STATED GOAL - Reproduce exactly, with no other output, every line of the data below from the line containing "the red plush" to the end, inclusive.

A run of records
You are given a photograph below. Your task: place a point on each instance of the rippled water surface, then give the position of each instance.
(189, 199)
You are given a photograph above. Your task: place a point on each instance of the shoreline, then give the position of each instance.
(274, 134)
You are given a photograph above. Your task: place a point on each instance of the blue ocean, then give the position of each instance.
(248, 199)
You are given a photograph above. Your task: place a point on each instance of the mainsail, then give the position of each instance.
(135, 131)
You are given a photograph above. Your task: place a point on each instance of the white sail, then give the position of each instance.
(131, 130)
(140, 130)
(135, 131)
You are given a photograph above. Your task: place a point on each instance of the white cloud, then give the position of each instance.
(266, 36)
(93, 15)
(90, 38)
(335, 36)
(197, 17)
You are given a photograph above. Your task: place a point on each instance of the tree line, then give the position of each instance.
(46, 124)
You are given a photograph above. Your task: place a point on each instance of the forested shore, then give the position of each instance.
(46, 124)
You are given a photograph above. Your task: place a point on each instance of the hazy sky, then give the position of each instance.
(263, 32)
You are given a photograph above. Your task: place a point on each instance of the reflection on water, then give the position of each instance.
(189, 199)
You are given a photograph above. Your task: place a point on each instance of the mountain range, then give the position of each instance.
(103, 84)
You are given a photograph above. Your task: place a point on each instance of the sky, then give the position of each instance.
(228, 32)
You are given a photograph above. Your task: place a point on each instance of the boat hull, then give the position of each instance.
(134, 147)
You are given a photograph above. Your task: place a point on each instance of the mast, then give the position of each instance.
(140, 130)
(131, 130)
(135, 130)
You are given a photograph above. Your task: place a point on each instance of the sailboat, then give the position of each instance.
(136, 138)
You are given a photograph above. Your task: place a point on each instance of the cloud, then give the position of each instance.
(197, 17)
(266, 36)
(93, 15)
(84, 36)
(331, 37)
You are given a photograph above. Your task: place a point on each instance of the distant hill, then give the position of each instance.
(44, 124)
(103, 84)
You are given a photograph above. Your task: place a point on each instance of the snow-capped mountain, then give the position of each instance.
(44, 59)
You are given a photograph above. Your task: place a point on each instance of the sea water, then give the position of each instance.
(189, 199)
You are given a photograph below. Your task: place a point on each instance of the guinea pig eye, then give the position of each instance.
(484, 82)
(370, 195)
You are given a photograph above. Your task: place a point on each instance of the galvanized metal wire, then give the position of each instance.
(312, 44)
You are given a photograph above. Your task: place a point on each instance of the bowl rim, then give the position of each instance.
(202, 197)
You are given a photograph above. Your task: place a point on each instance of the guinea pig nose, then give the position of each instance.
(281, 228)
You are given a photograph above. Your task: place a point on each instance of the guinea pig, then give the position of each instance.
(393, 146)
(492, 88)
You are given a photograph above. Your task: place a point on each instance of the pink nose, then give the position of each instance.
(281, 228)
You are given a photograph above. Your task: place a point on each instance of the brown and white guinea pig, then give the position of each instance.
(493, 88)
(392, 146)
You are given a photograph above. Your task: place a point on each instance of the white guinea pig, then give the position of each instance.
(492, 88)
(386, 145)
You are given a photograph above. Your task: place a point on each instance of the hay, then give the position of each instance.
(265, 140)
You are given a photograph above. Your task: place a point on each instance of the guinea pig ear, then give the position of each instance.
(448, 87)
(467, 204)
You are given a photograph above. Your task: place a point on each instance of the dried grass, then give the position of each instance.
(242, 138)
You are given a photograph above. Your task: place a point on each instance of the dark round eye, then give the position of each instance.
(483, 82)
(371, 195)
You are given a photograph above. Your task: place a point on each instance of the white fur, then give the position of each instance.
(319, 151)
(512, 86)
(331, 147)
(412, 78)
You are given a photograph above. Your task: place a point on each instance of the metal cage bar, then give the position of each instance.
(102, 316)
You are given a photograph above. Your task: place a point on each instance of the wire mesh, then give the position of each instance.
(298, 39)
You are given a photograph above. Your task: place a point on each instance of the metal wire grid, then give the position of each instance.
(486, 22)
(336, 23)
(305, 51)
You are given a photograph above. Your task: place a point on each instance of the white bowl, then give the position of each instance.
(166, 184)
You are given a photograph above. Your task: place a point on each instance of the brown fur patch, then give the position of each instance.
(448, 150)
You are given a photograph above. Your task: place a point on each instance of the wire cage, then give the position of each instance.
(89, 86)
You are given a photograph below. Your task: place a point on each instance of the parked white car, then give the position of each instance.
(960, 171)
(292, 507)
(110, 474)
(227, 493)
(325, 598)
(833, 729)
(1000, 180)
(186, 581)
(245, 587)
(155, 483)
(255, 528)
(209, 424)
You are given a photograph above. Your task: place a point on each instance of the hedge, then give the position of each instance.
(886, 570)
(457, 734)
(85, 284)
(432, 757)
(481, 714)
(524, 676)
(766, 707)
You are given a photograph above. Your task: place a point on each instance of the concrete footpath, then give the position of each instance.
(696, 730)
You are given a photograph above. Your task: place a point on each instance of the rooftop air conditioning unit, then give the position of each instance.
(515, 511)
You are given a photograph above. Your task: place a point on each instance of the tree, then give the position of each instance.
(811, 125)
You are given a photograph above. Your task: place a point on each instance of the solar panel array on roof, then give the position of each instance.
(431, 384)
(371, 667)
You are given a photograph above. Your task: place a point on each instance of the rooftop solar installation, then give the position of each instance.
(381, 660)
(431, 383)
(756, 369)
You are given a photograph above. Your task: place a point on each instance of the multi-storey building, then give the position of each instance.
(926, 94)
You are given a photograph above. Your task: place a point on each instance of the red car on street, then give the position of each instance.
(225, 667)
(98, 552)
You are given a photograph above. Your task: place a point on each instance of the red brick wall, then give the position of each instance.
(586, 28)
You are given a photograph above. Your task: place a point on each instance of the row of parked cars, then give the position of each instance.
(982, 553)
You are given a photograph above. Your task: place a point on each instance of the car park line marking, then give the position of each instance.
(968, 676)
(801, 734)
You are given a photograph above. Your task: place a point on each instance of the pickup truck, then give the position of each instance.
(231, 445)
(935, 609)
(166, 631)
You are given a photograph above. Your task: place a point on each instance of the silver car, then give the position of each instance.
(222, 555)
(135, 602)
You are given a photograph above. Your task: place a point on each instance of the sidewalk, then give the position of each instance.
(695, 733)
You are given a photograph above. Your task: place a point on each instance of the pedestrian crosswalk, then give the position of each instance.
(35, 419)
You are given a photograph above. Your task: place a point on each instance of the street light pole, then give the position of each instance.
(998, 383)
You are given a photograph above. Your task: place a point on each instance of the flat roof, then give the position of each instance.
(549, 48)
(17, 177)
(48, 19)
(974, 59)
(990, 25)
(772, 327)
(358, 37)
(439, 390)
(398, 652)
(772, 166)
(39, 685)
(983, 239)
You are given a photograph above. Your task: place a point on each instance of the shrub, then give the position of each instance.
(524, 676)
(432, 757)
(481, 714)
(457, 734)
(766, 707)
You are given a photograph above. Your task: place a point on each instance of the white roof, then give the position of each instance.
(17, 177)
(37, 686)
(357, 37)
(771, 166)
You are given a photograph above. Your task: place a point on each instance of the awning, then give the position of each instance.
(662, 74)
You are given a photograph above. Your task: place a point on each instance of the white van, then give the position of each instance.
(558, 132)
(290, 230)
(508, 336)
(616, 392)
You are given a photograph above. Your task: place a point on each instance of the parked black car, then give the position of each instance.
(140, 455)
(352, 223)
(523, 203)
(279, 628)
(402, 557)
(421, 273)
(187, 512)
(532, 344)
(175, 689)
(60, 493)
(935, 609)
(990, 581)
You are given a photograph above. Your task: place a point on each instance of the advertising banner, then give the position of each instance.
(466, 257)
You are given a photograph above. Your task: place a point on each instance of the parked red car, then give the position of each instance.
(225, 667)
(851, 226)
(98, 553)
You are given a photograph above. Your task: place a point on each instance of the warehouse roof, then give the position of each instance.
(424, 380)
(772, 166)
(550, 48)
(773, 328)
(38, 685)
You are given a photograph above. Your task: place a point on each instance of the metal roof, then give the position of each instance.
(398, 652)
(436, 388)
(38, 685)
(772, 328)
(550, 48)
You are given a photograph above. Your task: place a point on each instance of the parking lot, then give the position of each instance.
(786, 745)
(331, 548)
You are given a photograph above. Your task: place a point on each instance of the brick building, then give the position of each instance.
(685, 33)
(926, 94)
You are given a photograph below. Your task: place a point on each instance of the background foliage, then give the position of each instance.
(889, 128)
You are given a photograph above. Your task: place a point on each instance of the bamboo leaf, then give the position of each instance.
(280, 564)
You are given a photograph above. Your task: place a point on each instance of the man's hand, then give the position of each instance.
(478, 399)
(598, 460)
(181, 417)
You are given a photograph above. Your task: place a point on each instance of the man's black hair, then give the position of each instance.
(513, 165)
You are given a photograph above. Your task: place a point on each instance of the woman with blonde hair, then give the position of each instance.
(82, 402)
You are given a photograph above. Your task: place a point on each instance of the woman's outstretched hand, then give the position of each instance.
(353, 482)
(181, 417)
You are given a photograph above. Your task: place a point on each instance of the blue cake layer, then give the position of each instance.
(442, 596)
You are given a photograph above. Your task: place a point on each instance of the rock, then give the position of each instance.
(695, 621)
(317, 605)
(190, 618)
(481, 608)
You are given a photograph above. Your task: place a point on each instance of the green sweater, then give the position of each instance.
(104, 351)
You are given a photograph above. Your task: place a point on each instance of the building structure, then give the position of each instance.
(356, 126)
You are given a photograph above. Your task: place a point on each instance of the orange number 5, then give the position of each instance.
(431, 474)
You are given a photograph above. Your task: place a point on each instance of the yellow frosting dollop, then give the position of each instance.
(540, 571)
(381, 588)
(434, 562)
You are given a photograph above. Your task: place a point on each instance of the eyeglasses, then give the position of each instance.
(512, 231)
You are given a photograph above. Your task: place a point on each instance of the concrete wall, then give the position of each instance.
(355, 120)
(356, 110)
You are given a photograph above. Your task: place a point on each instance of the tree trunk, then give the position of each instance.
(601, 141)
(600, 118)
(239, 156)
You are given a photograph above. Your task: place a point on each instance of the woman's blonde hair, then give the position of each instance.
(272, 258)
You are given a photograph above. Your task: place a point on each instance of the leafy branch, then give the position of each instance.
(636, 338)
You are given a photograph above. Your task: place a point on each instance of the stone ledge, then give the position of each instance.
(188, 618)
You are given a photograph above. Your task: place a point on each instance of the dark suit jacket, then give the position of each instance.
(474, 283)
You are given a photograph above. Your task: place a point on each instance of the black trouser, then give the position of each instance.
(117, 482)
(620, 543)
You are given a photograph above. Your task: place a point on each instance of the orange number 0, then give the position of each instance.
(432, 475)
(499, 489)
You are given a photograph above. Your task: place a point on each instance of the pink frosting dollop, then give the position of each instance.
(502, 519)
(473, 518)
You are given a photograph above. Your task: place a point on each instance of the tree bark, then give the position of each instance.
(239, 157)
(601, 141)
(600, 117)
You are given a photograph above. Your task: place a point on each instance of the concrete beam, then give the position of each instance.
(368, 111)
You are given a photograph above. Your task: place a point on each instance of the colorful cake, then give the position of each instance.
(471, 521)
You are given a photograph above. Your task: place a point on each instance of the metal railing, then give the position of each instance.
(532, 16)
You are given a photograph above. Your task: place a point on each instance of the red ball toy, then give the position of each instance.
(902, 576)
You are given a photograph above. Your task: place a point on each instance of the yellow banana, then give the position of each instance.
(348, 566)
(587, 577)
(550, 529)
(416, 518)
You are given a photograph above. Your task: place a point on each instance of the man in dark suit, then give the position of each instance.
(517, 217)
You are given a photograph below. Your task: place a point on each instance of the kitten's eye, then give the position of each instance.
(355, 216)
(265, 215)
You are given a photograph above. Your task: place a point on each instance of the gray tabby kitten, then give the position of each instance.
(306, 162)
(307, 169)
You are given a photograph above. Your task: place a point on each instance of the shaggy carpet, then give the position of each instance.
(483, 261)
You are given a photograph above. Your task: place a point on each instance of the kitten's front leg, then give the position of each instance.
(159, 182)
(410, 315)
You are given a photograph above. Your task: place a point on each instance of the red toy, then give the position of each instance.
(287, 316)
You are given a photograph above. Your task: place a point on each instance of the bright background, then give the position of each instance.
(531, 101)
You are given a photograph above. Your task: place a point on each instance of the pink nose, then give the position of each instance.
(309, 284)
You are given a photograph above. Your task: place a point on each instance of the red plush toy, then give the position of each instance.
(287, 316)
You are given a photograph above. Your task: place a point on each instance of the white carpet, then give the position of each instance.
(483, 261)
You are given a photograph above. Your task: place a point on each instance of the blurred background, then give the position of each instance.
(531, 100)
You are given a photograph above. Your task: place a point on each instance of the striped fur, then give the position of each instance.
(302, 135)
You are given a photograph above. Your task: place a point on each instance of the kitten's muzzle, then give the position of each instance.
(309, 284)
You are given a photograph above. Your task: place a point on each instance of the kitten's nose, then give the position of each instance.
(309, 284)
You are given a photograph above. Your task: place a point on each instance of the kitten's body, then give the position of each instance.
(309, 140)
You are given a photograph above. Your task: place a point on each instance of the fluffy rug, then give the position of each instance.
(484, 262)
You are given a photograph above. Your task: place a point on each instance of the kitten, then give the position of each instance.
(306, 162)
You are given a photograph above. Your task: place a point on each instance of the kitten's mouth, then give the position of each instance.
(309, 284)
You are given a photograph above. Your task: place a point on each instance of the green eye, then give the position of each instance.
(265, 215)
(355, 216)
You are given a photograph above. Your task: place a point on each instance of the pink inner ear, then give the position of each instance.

SOLUTION BELOW -
You are given a photograph above. Your task: place a point on each instance of the red plush toy, then give the position of each instance.
(287, 316)
You are given a photograph above. Your task: place a point on each instance of the white carpet, then give the position of each instance.
(483, 261)
You are given a photograph above. Your task: place a point on each instance of the blurred background, then give the position of each instance.
(531, 100)
You are given a photograph above. Your task: place a point on each instance of the striped fur, then give the position of each instance.
(302, 135)
You are given a photograph above. Your task: place a point on each instance of the kitten's muzzle, then give the position of each instance.
(309, 284)
You are given a photograph above. Your task: place a point on each instance of the kitten's nose, then give the position of each instance.
(309, 284)
You are given a photograph above. Your task: place a point on each instance of the kitten's body, then give the position of each instance.
(309, 140)
You are given a photograph above. Your task: place a point on each instance of the fluffy rug, then give the position of each instance.
(484, 262)
You are given a photograph above. Your task: place a point on each instance of the kitten, then give the position of each instance.
(306, 162)
You are given a photograph above. Your task: place a point on each instance of the kitten's mouth, then give the position of each instance.
(309, 284)
You are given a photograph above. Your task: place a point on each instance of the green eye, then give the position of each instance.
(265, 215)
(355, 216)
You are given a photograph above. Your task: place a point on each instance of the pink inner ear, then give the position of each instance.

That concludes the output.